[Point labeling items]
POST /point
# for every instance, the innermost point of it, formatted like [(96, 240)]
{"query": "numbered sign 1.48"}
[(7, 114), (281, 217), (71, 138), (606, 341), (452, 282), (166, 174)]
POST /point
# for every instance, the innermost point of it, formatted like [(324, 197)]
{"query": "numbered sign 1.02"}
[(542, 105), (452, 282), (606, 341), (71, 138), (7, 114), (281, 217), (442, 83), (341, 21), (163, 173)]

---

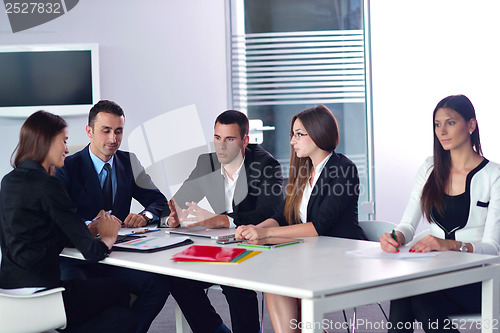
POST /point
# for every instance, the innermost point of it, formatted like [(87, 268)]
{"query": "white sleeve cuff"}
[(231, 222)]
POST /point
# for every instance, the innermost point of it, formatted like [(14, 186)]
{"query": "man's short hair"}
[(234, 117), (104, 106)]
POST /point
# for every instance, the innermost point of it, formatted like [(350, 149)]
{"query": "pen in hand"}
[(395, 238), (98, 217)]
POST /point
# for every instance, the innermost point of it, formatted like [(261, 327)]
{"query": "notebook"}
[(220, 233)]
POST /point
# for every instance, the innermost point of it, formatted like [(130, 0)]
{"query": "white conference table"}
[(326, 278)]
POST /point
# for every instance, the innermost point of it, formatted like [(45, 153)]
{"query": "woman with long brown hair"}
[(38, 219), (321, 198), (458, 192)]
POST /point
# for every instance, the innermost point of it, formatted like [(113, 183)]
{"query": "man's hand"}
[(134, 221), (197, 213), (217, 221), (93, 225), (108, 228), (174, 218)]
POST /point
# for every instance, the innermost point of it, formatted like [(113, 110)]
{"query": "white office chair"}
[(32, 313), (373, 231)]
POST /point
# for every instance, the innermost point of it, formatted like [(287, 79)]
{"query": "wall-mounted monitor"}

* * *

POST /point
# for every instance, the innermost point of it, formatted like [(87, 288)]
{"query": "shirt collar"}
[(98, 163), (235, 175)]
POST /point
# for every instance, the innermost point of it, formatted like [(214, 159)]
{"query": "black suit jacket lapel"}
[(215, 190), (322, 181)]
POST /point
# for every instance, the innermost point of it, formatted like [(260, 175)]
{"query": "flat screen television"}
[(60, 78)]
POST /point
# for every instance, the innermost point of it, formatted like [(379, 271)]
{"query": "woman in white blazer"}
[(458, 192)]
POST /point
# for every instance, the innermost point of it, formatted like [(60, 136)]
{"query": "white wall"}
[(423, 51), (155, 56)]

**PROBLEM DETAILS:**
Gather and copy each line from the items above that contains the word "woman".

**EXERCISE ANSWER:**
{"query": "woman with long brown hair"}
{"query": "woman in white blazer"}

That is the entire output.